▶ [BRANO]
Per entrambi, lo spirituale dell’arte coincide con l’astrattismo in un percorso quasi mistico che va da Mondrean a Rotcko. Il medesimo rigore, troviamo in Evola, che è stato sottostimato fino a tempi recenti prima che la sua pressoché intera opera fosse presentata al Mart di Rovereto con l’attenta cura di Giorgio Calcara e di Guido Andrea Pautasso e l’impegno di Beatrice Avanzi.

Evola si muove non diversamente da Fortunato De Pero nei tempi e nei modi dell’avanguardia futurista italiana, ma la sua attitudine filosofica e la sua ricerca puramente intellettuale lo rendevano estraneo all’esibizionismo futurista, tanto da fargli dire: “Non tardai però a riconoscere che, a parte il lato rivoluzionario, l’orientamento del futurismo si accordava assai poco con le mie inclinazioni. In esso mi infastidiva il sensualismo, la mancanza di interiorità, tutto il lato chiassoso e esibizionistico, una grezza esaltazione della vita e dell’istinto […]”.

È un passaggio importante della sua autonoma libertà creativa, che confina con una altissima dignità morale, incompresa e vituperata. Oggi appare incontestabile la forza creativa e originale di Evola,nel tempo limitatissimo della sua produzione pittorica ,tra 1913 e 1921, quando “andò oltre” ,per dedicarsi ad altri settori della cultura come l’esoterismo, le tradizioni, le analisi dei simboli, la storia delle religioni.

Negli anni buoni, in rapporto con Tristan Tzara, Evola fu il più importante esponente italiano del dadaismo. Proprio a Tzara scrive il 3 gennaio 1920 :”aderisco con entusiasmo al vostro movimento al quale senza saperlo mi ero avvicinato già da tempo in tutte le mie opere; e che dichiaro essere il più importante e il più profondamente originale che sia comparso fino ad oggi nell’arte”. Qualche mese dopo , il 17 marzo, puntualizza: “trovo molto naturale la nostra rottura con i cubisti : in quanto non so in che cosa avrebbero potuto avvicinarsi al vero spirito del movimento”.

Nel marzo del ‘21 sarà ancora più esplicito: “non avevo mai trovato, in tutta la mia esperienza culturale, cose che sentissi come le vostre , e vi sarò sempre grato per il senso di interiorità e di astrazione che molte delle vostre poesie hanno alimentato in me”. Nell’epistolario con Tzara si apprezza anche la dimensione internazionale della ricerca di Evola, che ha rapporti diretti con Christian Schad, con Blaise Cendrars, con Jean Arp, in un contesto di relazioni con Jean Cocteau, Marcel Duchamp, Max Ernst, Benjamin Péret, Man Ray, Pierre Reverdy, Kurt Schwitters, Edgar Varèse.

▶ [DATI FORNITI]
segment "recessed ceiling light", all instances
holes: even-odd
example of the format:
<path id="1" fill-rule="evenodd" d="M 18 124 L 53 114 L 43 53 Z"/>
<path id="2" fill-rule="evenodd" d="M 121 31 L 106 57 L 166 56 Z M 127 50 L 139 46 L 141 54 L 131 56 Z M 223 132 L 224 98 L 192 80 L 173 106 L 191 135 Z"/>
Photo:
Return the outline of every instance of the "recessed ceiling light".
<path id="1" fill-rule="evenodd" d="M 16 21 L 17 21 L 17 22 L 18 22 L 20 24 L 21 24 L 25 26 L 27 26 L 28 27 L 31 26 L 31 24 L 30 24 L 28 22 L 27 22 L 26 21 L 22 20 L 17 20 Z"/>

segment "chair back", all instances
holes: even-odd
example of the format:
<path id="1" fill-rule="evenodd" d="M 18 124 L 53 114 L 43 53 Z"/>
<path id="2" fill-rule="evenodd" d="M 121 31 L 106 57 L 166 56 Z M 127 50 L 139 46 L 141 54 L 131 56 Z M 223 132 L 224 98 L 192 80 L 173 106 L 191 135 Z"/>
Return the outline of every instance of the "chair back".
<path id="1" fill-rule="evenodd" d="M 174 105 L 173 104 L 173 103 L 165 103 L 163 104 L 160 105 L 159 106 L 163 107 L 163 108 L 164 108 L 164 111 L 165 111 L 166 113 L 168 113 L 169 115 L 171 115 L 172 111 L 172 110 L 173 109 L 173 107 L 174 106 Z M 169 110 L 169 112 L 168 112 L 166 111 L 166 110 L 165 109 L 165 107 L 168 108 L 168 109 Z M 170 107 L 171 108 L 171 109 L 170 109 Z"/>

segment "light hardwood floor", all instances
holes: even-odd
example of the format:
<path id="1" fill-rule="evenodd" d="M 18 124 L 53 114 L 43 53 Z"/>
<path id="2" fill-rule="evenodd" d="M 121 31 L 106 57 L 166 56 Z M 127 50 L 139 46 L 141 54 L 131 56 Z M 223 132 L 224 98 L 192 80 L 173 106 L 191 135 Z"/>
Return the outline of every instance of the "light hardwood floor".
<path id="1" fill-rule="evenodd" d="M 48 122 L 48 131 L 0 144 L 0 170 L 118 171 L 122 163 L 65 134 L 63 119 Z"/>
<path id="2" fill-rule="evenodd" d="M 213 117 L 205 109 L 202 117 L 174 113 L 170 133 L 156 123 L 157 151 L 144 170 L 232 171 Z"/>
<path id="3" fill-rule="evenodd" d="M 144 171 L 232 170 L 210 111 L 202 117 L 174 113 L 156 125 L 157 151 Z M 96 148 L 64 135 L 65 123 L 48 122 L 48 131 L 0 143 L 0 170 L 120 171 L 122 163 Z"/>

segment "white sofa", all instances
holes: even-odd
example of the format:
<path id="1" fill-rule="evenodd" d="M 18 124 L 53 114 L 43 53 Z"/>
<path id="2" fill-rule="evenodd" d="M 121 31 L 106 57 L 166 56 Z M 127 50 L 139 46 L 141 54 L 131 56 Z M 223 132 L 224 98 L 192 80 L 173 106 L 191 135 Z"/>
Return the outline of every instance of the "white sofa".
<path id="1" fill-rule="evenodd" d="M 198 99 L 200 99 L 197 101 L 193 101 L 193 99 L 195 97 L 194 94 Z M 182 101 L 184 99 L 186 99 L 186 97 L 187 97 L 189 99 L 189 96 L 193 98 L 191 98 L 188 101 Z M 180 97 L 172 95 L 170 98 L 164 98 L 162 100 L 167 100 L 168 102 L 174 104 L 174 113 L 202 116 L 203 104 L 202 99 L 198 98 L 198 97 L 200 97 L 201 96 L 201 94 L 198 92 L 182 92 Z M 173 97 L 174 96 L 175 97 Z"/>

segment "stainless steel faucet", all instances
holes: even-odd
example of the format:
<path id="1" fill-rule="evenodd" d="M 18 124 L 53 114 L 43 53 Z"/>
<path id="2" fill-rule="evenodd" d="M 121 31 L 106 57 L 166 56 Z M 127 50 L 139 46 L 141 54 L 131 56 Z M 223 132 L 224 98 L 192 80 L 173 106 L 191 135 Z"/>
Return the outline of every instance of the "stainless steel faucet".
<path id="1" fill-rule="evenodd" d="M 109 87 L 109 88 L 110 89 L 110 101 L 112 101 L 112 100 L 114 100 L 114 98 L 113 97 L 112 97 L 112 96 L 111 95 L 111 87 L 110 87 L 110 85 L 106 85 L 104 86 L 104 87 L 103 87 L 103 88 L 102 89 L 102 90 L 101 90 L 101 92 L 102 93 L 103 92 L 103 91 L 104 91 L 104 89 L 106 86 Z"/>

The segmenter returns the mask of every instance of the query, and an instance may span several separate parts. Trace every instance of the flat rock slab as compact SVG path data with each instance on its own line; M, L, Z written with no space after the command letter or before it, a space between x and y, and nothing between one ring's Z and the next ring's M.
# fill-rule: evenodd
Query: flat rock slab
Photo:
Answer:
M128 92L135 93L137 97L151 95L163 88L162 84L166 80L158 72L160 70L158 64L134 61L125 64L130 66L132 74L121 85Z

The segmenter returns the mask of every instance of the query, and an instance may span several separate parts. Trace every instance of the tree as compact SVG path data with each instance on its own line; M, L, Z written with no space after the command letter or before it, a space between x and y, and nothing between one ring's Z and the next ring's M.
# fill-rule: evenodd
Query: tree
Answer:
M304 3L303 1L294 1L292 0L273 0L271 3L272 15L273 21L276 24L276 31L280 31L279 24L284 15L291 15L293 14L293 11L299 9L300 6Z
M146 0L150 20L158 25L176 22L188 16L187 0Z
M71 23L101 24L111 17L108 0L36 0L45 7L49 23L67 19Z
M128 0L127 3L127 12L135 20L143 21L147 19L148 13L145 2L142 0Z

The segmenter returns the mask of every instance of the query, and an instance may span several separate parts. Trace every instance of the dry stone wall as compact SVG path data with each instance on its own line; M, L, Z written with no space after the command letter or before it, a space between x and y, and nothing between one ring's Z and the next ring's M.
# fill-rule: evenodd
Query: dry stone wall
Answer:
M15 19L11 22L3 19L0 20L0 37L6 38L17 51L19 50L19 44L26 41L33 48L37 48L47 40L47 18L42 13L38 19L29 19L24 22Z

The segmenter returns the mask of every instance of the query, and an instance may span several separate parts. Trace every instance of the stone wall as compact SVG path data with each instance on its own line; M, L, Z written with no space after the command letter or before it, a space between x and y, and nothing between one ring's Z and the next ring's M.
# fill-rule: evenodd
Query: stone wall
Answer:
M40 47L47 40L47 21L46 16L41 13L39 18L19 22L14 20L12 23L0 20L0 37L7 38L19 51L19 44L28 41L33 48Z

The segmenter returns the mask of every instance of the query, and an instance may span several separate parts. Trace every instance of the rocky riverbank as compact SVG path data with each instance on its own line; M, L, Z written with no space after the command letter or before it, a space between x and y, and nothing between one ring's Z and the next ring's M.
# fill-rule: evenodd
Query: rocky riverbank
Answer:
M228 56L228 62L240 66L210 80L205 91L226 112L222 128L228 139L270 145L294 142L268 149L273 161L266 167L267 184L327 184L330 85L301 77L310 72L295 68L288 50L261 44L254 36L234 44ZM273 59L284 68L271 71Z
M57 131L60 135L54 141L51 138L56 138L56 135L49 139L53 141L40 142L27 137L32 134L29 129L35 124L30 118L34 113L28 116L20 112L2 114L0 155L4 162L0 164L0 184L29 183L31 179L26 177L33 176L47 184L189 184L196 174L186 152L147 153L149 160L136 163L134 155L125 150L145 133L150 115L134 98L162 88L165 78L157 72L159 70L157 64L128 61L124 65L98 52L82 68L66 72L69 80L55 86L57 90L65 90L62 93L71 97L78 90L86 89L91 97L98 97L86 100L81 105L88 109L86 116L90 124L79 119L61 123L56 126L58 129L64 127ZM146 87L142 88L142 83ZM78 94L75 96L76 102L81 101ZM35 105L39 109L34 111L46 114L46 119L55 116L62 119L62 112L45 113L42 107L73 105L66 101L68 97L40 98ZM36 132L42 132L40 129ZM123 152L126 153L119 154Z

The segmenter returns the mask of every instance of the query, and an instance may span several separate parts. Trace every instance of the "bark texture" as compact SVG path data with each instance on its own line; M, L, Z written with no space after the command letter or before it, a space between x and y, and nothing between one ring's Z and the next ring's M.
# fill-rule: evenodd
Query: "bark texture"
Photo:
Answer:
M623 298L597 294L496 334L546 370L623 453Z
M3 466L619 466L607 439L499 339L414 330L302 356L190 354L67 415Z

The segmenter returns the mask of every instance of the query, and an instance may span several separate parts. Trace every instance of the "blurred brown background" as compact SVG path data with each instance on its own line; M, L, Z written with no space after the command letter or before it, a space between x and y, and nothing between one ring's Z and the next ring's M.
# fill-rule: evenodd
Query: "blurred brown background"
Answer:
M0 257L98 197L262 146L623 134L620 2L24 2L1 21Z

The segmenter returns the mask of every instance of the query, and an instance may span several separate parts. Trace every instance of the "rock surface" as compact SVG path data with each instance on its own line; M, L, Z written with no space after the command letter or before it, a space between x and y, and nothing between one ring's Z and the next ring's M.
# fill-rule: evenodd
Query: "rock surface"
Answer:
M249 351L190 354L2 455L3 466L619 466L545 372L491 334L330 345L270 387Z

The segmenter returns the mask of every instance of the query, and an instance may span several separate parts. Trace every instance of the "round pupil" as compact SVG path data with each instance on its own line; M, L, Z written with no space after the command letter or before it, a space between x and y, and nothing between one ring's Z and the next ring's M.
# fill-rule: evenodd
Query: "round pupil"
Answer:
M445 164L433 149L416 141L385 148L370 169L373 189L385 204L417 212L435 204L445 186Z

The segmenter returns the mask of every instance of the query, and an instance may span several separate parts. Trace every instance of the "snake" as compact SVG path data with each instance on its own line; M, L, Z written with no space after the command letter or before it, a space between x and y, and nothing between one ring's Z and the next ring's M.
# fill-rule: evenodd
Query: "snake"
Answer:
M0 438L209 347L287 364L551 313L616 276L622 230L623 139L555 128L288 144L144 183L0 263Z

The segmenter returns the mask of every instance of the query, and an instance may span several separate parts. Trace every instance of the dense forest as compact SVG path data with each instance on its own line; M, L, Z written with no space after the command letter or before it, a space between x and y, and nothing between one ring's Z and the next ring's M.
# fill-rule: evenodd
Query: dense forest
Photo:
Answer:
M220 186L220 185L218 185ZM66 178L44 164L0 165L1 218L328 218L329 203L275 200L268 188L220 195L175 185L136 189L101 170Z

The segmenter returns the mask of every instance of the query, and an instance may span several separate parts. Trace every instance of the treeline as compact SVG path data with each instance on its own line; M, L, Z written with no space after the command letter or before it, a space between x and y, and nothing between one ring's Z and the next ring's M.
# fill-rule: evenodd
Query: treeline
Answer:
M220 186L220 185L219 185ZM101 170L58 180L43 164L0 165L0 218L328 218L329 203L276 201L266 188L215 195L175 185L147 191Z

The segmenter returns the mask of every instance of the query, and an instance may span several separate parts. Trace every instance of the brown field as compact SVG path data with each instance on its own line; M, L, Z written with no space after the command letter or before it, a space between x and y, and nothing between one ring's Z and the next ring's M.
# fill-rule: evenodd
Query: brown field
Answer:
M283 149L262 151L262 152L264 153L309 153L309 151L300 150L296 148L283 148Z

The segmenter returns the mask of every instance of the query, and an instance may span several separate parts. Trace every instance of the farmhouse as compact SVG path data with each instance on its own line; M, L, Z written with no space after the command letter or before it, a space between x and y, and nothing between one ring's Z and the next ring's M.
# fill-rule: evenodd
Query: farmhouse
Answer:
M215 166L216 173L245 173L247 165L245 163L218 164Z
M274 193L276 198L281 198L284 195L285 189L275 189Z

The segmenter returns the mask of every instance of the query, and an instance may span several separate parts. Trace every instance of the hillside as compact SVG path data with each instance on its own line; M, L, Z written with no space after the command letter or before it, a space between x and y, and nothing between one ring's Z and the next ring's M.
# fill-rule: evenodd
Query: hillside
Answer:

▶ [CONSEGNE DEGLI ESERCIZI]
- A) Rispondi a queste domande sul brano, una per riga:
(i) Tra quali anni si colloca la produzione pittorica di Evola?
(ii) In che data Evola scrive a Tzara di aderire con entusiasmo al suo movimento?
(iii) In quale museo è stata presentata la pressoché intera opera di Evola?
- B) In una-tre frasi, spiega perché, secondo il brano, Evola restava estraneo all'esibizionismo futurista.
Per favore, basati soltanto sul brano.

▶ [SOLUZIONI DEGLI ESERCIZI]
- A)
(i) Tra il 1913 e il 1921.
(ii) Il 3 gennaio 1920.
(iii) Al Mart di Rovereto.

- B) La sua attitudine filosofica e la sua ricerca puramente intellettuale lo allontanavano dall'esibizionismo futurista. Lui stesso dice che l'orientamento del futurismo si accordava poco con le sue inclinazioni: lo infastidivano il sensualismo, la mancanza di interiorità, il lato chiassoso ed esibizionistico e la grezza esaltazione della vita e dell'istinto.